● Text segment:
□ □ □ □

The Audit Committee also reviews and pre-approves all audit-related and
non-audit related services rendered by our independent registered public
accounting firm in accordance with the Audit Committee's Pre-Approval Policy
adopted in April 2004. In its review of these services and related fees and
terms, the Audit Committee considers, among other things, the possible effect of
the performance of such services on the independence of our independent
registered public accounting firm. The Audit Committee pre-approves certain
audit-related services and certain non-audit related tax services which are
specifically described by the Audit Committee on an annual basis and separately
approves other individual engagements as necessary.

         Each new engagement of Grant Thornton LLP was approved in advance by
the Audit Committee, and none of those engagements made use of the de minimis
exception to pre-approval contained in the Securities and Exchange Commission
rules.

             The Board of Directors recommends that you vote FOR the
          ratification of the appointment of Grant Thornton LLP as our
                  independent registered public accounting firm
                   for the fiscal year ending March 31, 2007.

□ □ □ □

● Records for this task:
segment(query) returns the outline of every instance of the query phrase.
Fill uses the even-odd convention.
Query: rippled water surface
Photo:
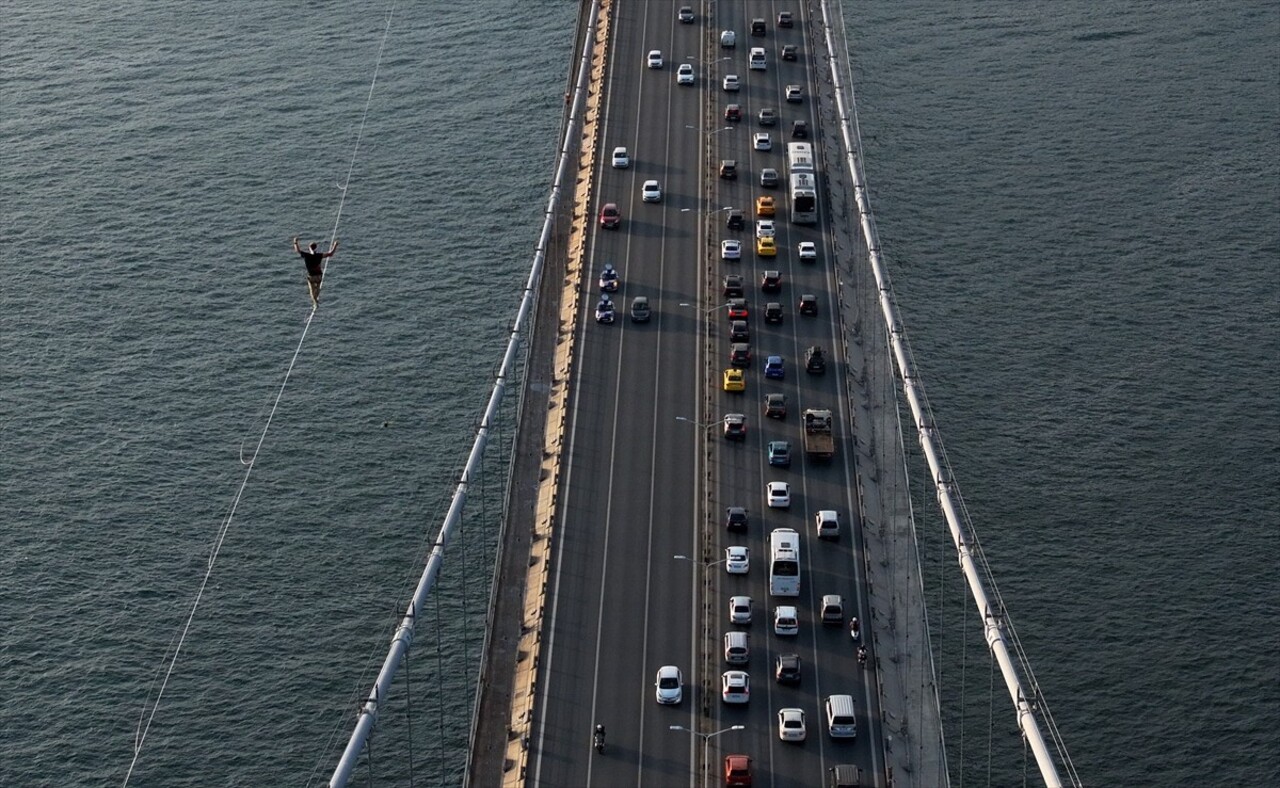
[[[137,775],[332,768],[498,363],[576,8],[399,8],[353,160],[385,9],[0,4],[0,784],[123,779],[303,327],[289,239],[328,239],[351,168]],[[918,361],[1082,775],[1280,782],[1280,10],[845,10]],[[495,519],[411,663],[428,782],[466,750]]]

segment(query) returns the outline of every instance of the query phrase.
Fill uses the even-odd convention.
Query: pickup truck
[[[818,345],[809,345],[804,352],[804,368],[814,375],[822,375],[827,371],[827,357],[822,354],[822,348]]]
[[[831,459],[836,453],[836,439],[831,432],[831,411],[809,408],[800,422],[805,454],[814,459]]]

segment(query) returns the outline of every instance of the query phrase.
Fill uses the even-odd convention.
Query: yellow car
[[[746,377],[742,375],[742,370],[724,370],[724,390],[726,391],[746,390]]]

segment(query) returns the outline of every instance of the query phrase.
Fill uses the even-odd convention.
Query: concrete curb
[[[544,613],[550,582],[556,514],[559,504],[561,461],[564,454],[564,439],[568,429],[570,382],[573,372],[577,317],[581,313],[582,278],[588,265],[586,230],[588,223],[591,220],[588,206],[591,205],[591,188],[594,185],[594,179],[590,175],[595,166],[602,87],[608,68],[611,8],[612,0],[600,1],[595,46],[591,50],[586,111],[579,141],[579,166],[571,203],[573,219],[570,225],[567,264],[562,280],[563,296],[556,329],[556,357],[547,429],[543,436],[543,462],[538,477],[538,503],[529,550],[529,573],[525,578],[525,604],[521,613],[521,636],[511,697],[508,741],[503,759],[502,784],[509,788],[525,784],[529,778],[529,743],[532,739]]]

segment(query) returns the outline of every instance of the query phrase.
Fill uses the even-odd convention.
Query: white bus
[[[818,224],[818,179],[810,173],[791,175],[791,223]]]
[[[817,168],[813,162],[813,146],[808,142],[787,143],[787,175],[796,173],[814,174]]]
[[[800,535],[791,528],[769,533],[769,594],[800,596]]]

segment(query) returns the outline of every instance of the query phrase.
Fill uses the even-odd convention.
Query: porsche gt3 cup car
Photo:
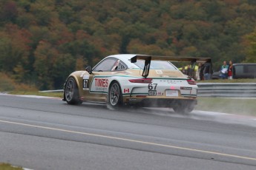
[[[197,86],[171,61],[196,62],[210,58],[163,57],[146,55],[114,55],[93,68],[71,73],[64,86],[68,104],[83,101],[122,105],[170,107],[176,112],[190,112],[197,104]],[[192,69],[191,69],[192,70]]]

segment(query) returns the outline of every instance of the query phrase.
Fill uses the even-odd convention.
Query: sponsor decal
[[[124,93],[130,92],[130,89],[124,89]]]
[[[95,90],[96,91],[106,91],[108,90],[108,79],[98,78],[94,78],[93,86],[95,87]]]
[[[82,78],[85,74],[85,72],[81,72],[80,78]]]
[[[186,89],[186,90],[191,90],[192,87],[188,87],[188,86],[181,86],[180,89]]]
[[[157,92],[157,95],[163,95],[163,92]]]
[[[108,79],[107,78],[95,78],[95,86],[96,87],[108,87]]]
[[[182,83],[182,81],[177,81],[177,80],[160,80],[160,82],[164,82],[166,84],[180,84]]]
[[[126,99],[126,101],[136,101],[137,98],[128,98],[128,99]]]
[[[88,90],[89,89],[89,75],[85,75],[82,76],[82,89]]]

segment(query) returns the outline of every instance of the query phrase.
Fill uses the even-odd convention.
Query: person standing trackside
[[[226,64],[226,61],[223,61],[223,65],[221,66],[220,68],[220,78],[222,79],[227,79],[228,78],[228,69],[229,65]]]
[[[229,61],[229,66],[228,69],[228,79],[232,79],[233,62]]]

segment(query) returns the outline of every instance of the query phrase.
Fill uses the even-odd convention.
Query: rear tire
[[[81,104],[82,101],[79,99],[78,87],[73,78],[69,78],[65,86],[65,100],[68,104]]]
[[[109,86],[108,104],[114,109],[123,105],[121,87],[116,81],[111,83]]]

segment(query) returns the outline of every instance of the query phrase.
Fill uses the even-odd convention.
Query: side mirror
[[[86,70],[88,72],[89,72],[90,75],[92,73],[92,71],[93,71],[93,69],[92,69],[92,68],[91,68],[91,66],[86,67],[85,70]]]

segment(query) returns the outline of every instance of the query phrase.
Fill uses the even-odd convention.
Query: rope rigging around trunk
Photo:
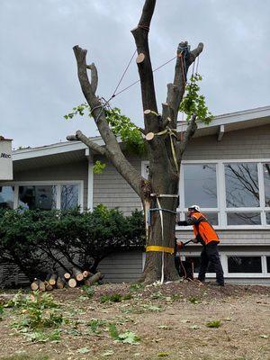
[[[170,212],[173,214],[177,214],[176,212],[174,212],[172,210],[168,210],[168,209],[163,209],[160,205],[159,197],[178,197],[178,195],[176,194],[161,194],[160,195],[158,195],[156,194],[151,194],[151,196],[155,196],[157,198],[157,204],[158,204],[158,208],[153,208],[153,209],[148,209],[148,224],[150,225],[150,221],[151,221],[151,212],[159,212],[159,216],[160,216],[160,225],[161,225],[161,238],[162,238],[162,244],[164,244],[164,222],[163,222],[163,212]],[[160,247],[160,246],[155,246],[155,245],[149,245],[146,248],[146,251],[149,252],[149,251],[154,251],[154,252],[162,252],[162,257],[161,257],[161,261],[162,261],[162,266],[161,266],[161,279],[160,279],[160,283],[163,284],[164,283],[164,263],[165,263],[165,258],[164,258],[164,254],[165,253],[169,253],[171,255],[173,255],[175,253],[175,248],[167,248],[167,247]]]

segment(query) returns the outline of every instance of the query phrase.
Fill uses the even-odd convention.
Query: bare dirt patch
[[[29,341],[11,328],[20,314],[4,309],[0,359],[270,359],[269,287],[104,284],[92,298],[80,289],[52,294],[67,319],[60,340]],[[126,338],[115,341],[113,329]]]

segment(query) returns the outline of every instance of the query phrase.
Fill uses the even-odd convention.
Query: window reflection
[[[0,186],[0,208],[14,209],[14,187]]]
[[[228,212],[228,225],[261,225],[260,212]]]
[[[225,165],[225,180],[227,207],[259,206],[256,164],[243,163]]]
[[[216,208],[217,180],[215,164],[186,164],[184,166],[184,205],[197,203]]]
[[[210,221],[212,225],[219,225],[219,214],[218,212],[205,212],[202,211],[202,213]],[[184,213],[184,219],[187,219],[187,213]]]
[[[78,206],[78,185],[61,186],[61,209],[68,210]]]
[[[228,256],[229,273],[261,273],[261,256]]]
[[[54,185],[19,186],[19,206],[30,210],[56,209],[57,187]]]
[[[270,207],[270,164],[263,165],[265,180],[266,206]]]

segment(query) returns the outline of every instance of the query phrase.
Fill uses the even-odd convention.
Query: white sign
[[[12,140],[0,136],[0,180],[13,180]]]

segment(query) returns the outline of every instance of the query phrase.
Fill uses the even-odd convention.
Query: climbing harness
[[[151,112],[152,113],[156,114],[156,112],[153,112],[152,110],[148,110],[148,113],[149,113]],[[177,131],[176,129],[171,129],[170,127],[166,126],[166,129],[163,130],[162,131],[148,132],[146,136],[146,140],[151,140],[155,136],[168,134],[170,137],[171,150],[172,150],[172,155],[173,155],[176,170],[176,172],[178,172],[179,167],[178,167],[178,164],[177,164],[176,154],[176,149],[175,149],[174,141],[173,141],[173,137],[177,138],[176,131]]]

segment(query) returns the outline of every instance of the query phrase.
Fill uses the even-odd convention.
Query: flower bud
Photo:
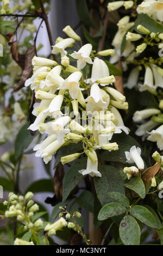
[[[78,135],[73,132],[68,132],[68,133],[67,134],[66,138],[67,139],[72,141],[82,141],[84,137],[82,135]]]
[[[137,41],[142,38],[140,34],[135,34],[128,32],[126,35],[127,41]]]
[[[72,105],[72,108],[74,112],[74,114],[76,117],[78,117],[79,114],[78,110],[78,101],[77,100],[73,100],[71,101]]]
[[[141,44],[141,45],[139,45],[137,46],[136,48],[136,51],[137,53],[141,53],[142,52],[146,50],[147,48],[147,45],[146,42],[143,42],[143,44]]]
[[[26,201],[28,201],[28,200],[30,199],[33,197],[34,194],[32,192],[29,191],[27,193],[27,194],[25,196],[25,200]]]
[[[148,34],[151,33],[150,31],[147,29],[147,28],[146,28],[142,25],[138,25],[136,28],[137,30],[145,34]]]
[[[131,7],[133,7],[134,3],[134,1],[124,1],[123,6],[126,10],[127,10],[128,9],[130,9]]]
[[[70,26],[66,26],[62,31],[65,32],[68,36],[77,41],[80,41],[81,39],[79,35],[73,30]]]
[[[115,1],[112,3],[109,3],[108,4],[108,9],[109,11],[115,11],[122,7],[124,4],[124,1]]]
[[[36,228],[40,228],[40,227],[42,226],[43,225],[43,221],[41,218],[39,218],[35,223],[34,223],[34,227]]]
[[[75,160],[77,158],[80,156],[81,154],[80,153],[75,153],[72,154],[71,155],[68,155],[66,156],[62,156],[61,157],[61,162],[62,164],[65,164],[67,163],[70,163],[70,162],[72,162],[72,161]]]
[[[70,65],[70,58],[65,55],[61,58],[61,64],[64,66],[67,66]]]
[[[115,77],[113,75],[109,76],[103,78],[98,79],[96,81],[96,83],[105,83],[109,84],[109,83],[114,83],[115,82]]]
[[[53,100],[57,95],[51,93],[37,90],[35,93],[35,97],[39,100]]]
[[[96,163],[97,161],[97,157],[96,154],[94,154],[91,151],[89,150],[88,149],[85,149],[84,150],[85,154],[87,155],[87,156],[90,159],[91,162],[93,163]]]
[[[154,153],[153,153],[152,157],[157,163],[160,162],[160,161],[161,160],[161,156],[157,151],[155,151],[154,152]]]
[[[118,145],[116,142],[114,142],[103,145],[101,148],[105,150],[118,150]]]
[[[35,212],[36,211],[39,211],[39,205],[37,204],[35,204],[29,208],[29,212],[32,211],[33,212]]]
[[[98,52],[97,54],[100,55],[101,56],[108,56],[108,55],[112,56],[115,54],[115,50],[114,49],[105,50]]]

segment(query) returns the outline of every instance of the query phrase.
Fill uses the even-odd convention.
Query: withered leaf
[[[116,68],[118,69],[121,72],[122,72],[122,67],[121,62],[120,61],[117,65],[116,65]],[[124,90],[123,87],[123,76],[115,76],[115,78],[116,80],[115,82],[114,83],[114,85],[116,89],[121,93],[122,94],[124,94]]]
[[[26,51],[24,58],[24,69],[22,72],[18,83],[14,87],[14,90],[15,92],[22,88],[24,86],[26,81],[32,75],[33,68],[32,65],[32,60],[34,55],[35,47],[32,45]]]
[[[159,172],[160,166],[161,161],[153,166],[148,168],[141,175],[141,178],[146,187],[147,187],[153,176],[155,176]]]

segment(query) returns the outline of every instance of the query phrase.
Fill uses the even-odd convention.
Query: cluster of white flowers
[[[127,109],[128,103],[125,96],[111,86],[115,78],[110,75],[104,60],[97,57],[112,56],[114,51],[109,49],[96,54],[92,45],[87,44],[70,54],[77,60],[76,68],[70,65],[65,48],[74,46],[76,40],[81,42],[80,38],[70,26],[63,31],[71,38],[58,38],[52,50],[52,53],[61,54],[61,65],[35,56],[33,75],[25,83],[25,86],[30,86],[35,90],[38,100],[33,111],[36,118],[29,129],[39,130],[47,136],[34,150],[36,156],[42,157],[47,163],[60,147],[82,142],[82,154],[87,155],[87,164],[86,169],[80,170],[80,173],[101,176],[96,150],[118,150],[117,143],[110,141],[114,133],[129,133],[117,109]],[[92,74],[90,78],[85,79],[81,69],[86,64],[92,66]],[[61,157],[61,162],[71,162],[80,155]]]

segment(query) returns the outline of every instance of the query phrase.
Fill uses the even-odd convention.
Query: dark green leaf
[[[76,2],[79,16],[83,22],[89,27],[96,28],[90,16],[86,0],[76,0]]]
[[[115,66],[111,64],[108,62],[108,60],[105,60],[104,62],[108,66],[110,75],[113,75],[114,76],[122,76],[121,72]]]
[[[139,177],[133,178],[128,183],[124,185],[126,187],[135,191],[141,198],[145,198],[146,196],[145,186],[143,181]]]
[[[130,214],[146,225],[156,228],[156,222],[153,214],[145,207],[134,205],[130,210]]]
[[[129,200],[126,196],[121,193],[113,192],[108,193],[108,194],[110,197],[115,199],[116,201],[124,205],[127,208],[128,208],[130,206]]]
[[[76,200],[76,203],[78,204],[79,206],[85,209],[87,211],[91,212],[93,212],[94,197],[92,193],[91,192],[86,190],[83,191]]]
[[[5,178],[0,177],[0,186],[2,186],[4,191],[13,191],[13,182]]]
[[[111,152],[105,150],[101,155],[101,157],[105,161],[120,162],[125,163],[126,163],[126,157],[124,151],[129,151],[130,148],[134,145],[140,147],[134,139],[124,132],[114,135],[112,141],[116,142],[118,145],[119,149]]]
[[[18,159],[23,150],[28,148],[34,138],[34,136],[30,135],[30,131],[27,130],[29,126],[29,122],[28,122],[20,129],[17,135],[15,144],[16,159]]]
[[[51,192],[54,193],[54,187],[52,181],[48,179],[36,180],[32,183],[26,190],[26,193],[31,191],[33,193],[42,192]]]
[[[111,152],[110,152],[111,153]],[[97,197],[102,205],[105,205],[114,200],[108,196],[110,192],[124,193],[123,180],[116,168],[110,166],[102,166],[99,170],[101,178],[94,178]]]
[[[63,184],[62,202],[68,197],[71,191],[85,176],[79,173],[79,170],[86,169],[86,157],[77,159],[66,173]]]
[[[99,221],[104,221],[110,217],[120,215],[120,214],[125,212],[126,210],[126,207],[120,203],[110,203],[101,209],[98,219]]]
[[[126,215],[120,225],[120,235],[125,245],[139,245],[140,229],[136,220],[130,215]]]
[[[154,33],[162,33],[163,26],[161,24],[157,22],[155,20],[149,17],[147,14],[141,14],[137,16],[135,22],[134,28],[137,31],[136,28],[138,25],[142,25],[146,28],[149,29],[151,32]],[[140,31],[138,31],[140,33]]]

□ □ □ □

● Objective 1: Rewrite the entries from the start through the line with "[[[800,535],[791,528],[769,533],[769,594],[800,596]]]", replacing "pickup truck" with "delivery van" and changing nothing else. Leave the pictures out of your answer.
● Objective 2: Continue the proxy statement on the audit committee and the accounting firm from the point where it stops.
These entries are unrelated to the text above them.

● Expected answer 1:
segment(query) returns the outline of every instance of the query phrase.
Fill uses the even-odd convention.
Query: rippled water surface
Photo:
[[[137,775],[332,768],[498,363],[576,8],[399,8],[353,160],[385,9],[0,4],[0,784],[123,779],[303,327],[289,239],[328,239],[351,168]],[[918,361],[1082,775],[1280,782],[1280,10],[845,10]],[[495,519],[411,663],[428,782],[466,750]]]

segment(query) returns the outline of every instance of the query phrase.
Fill uses the even-odd convention.
Query: delivery van
[[[818,345],[809,345],[804,352],[804,368],[814,375],[822,375],[827,371],[827,357],[822,354],[822,348]]]
[[[831,459],[836,453],[836,439],[831,432],[831,411],[809,408],[800,422],[805,454],[814,459]]]

segment(query) returns the outline of every instance of the query phrase.
Fill uses the even-odd convention.
Query: yellow car
[[[746,377],[742,375],[742,370],[724,370],[724,390],[726,391],[746,390]]]

segment(query) returns the outline of every instance of the query phrase.
Fill uses the even-odd convention.
Query: concrete curb
[[[544,613],[550,582],[556,514],[559,504],[561,461],[564,454],[564,439],[568,429],[570,382],[573,372],[577,317],[581,313],[582,278],[588,265],[586,230],[588,223],[591,220],[588,206],[591,205],[591,188],[594,185],[594,179],[590,175],[595,166],[602,87],[608,68],[611,8],[612,0],[600,1],[595,46],[591,50],[586,111],[579,141],[579,166],[571,203],[573,219],[570,225],[567,264],[562,280],[563,296],[556,329],[556,357],[547,429],[543,436],[543,462],[538,477],[538,503],[529,550],[529,573],[525,578],[525,604],[521,613],[521,636],[511,697],[508,741],[503,759],[502,784],[509,788],[525,784],[529,778],[529,743],[532,739]]]

segment(query) returns the outline of every instance of the query phrase.
Fill uses the even-odd convention.
Query: white bus
[[[818,224],[818,179],[810,173],[791,175],[791,223]]]
[[[817,168],[813,162],[813,146],[808,142],[787,143],[787,175],[796,173],[814,174]]]
[[[800,535],[791,528],[769,533],[769,594],[800,596]]]

● Expected answer 2:
- --------------------------------------------------------------------------------
              STOCKHOLDER PROPOSALS, NOMINATIONS AND COMMUNICATIONS
                           WITH THE BOARD OF DIRECTORS
- --------------------------------------------------------------------------------

         Stockholder Proposals. Any proposal which a stockholder wishes to have
included in the proxy materials of Wayne Savings relating to the next annual
meeting of stockholders, which is currently expected to be held in July 2007,
must be received at the principal executive offices of Wayne Savings Bancshares,
Inc., 151 North Market Street, Wooster, Ohio 44691, no later than March 1, 2007.
If such proposal is in compliance with all of the requirements of Rule 14a-8
under the Securities Exchange Act of 1934, as amended, it will be included in
the proxy statement and set forth on the form of proxy issued for such annual
meeting of stockholders. It is urged that any such proposals be sent certified
mail, return receipt requested.

         Stockholder proposals which are not submitted for inclusion in Wayne
Savings' proxy materials pursuant to Rule 14a-8 may be brought before an annual
meeting pursuant to Section 6(b) of our Bylaws. Notice of the proposal must also
be given in writing and delivered to, or mailed and received at, our principal
executive offices by March 31, 2007. The notice must include the information
required by Section 6(b) of our Bylaws.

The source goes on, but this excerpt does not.